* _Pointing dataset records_
====================
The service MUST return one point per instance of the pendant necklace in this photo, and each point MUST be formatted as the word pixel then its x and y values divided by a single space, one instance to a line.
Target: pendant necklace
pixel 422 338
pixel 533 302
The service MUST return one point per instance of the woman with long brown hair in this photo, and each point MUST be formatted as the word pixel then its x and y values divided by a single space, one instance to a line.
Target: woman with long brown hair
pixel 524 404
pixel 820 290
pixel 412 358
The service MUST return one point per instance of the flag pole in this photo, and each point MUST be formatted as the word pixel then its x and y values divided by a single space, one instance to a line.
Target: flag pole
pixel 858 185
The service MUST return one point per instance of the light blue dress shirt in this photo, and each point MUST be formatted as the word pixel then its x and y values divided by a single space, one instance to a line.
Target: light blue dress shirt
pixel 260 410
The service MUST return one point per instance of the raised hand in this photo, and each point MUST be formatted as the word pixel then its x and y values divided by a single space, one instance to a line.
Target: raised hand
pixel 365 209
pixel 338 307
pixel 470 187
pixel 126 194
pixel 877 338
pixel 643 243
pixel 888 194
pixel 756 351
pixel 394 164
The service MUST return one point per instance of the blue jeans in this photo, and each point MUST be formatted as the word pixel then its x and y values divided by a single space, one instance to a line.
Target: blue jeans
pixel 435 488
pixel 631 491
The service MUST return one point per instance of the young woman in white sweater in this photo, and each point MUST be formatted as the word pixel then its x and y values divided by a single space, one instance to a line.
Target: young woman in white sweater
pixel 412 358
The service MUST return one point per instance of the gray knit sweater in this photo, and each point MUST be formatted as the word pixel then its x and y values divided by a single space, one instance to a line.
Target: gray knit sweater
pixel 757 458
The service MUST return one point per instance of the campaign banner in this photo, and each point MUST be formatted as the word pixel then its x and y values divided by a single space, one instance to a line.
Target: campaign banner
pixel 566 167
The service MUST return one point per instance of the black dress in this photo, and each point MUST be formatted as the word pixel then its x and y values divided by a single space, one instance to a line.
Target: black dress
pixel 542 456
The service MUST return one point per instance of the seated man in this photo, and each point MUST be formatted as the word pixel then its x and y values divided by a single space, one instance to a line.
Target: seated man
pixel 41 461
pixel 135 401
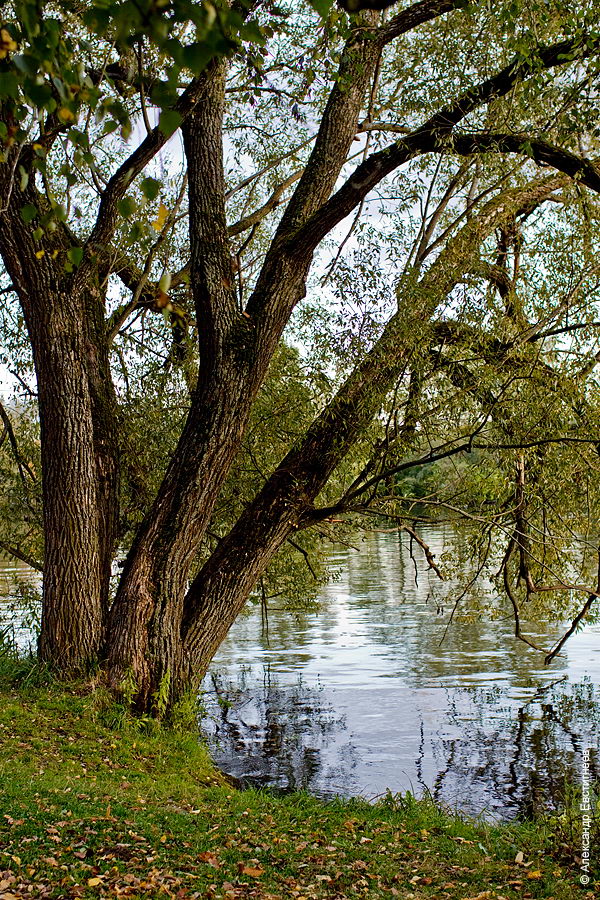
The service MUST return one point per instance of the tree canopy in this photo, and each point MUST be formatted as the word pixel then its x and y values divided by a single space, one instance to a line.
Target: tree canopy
====================
* _STATED EXERCISE_
Reproduce every line of the data above verbatim, leaving out the pictures.

* _TASK OUTPUT_
The service MUST return one point per instance of the pendant necklace in this photo, and each point MUST be formatted as the word pixel then its x and y values divided by a single space, one instance to a line.
Target: pendant necklace
pixel 422 338
pixel 533 302
The service MUST return one point per instance of the woman with long brown hair in this photo, and each point MUST be formatted as the word pixel then its x and y values divided by a single space, one instance to a line.
Target: woman with long brown hair
pixel 524 404
pixel 820 290
pixel 412 358
The service MUST return one point per instance of the flag pole in this photo, and each point MUST be formatted as the word pixel then its x and y values divided by a single space, one instance to a line.
Target: flag pole
pixel 858 185
The service MUST return one point per instance of the light blue dress shirt in this photo, and each point MUST be formatted as the word pixel then its x and y values divided by a single space, one instance to a line.
Target: light blue dress shirt
pixel 260 410
The service MUST return one point per instance of the raised hand in this photo, and each point MUST be formatted as the word pixel then its x and y values divided by a single space, one instance to a line.
Target: raised hand
pixel 365 209
pixel 338 307
pixel 470 187
pixel 126 194
pixel 877 338
pixel 643 243
pixel 888 194
pixel 756 351
pixel 394 164
The service MUST return one point per instance of the blue jeans in this photo, and each point MUST be formatted as the word pixel then its x and y values divided by a single space, one instance to a line.
Target: blue jeans
pixel 435 488
pixel 631 491
The service MUST return one point per instance of the young woman in white sweater in this photo, and each point MUST be formatted as the word pixel then its x and y values divided by a single space, one instance to a line.
Target: young woman in white sweater
pixel 412 358
The service MUST return one point per instance of the gray knit sweater in this photo, and each point MUST be formatted as the word pixel then its x and y values divided by a single space, one instance to a line.
Target: gray knit sweater
pixel 757 458
The service MUST return one point per instance of the campaign banner in this photo, and each point MUST be formatted as the word pixel then its x and y values divided by a single space, one instance to a line.
Target: campaign banner
pixel 566 167
The service MUST return one point per instance of the black dress in this photo, and each point MUST be formatted as the word pixel then its x and y values divided by a single space, one instance to a line.
Target: black dress
pixel 542 456
The service MUST return one point per instance of the seated man in this photo, and each point MUST be formatted as the word pixel then its x and y values divided by a single space, one instance to a line.
Target: seated man
pixel 41 461
pixel 135 401
The service MUST return one point per instance of the tree canopy in this photo, and each point MUST be formatted as the word pixel then its x and y values divided by a single space, one instance to a line.
Target: tree canopy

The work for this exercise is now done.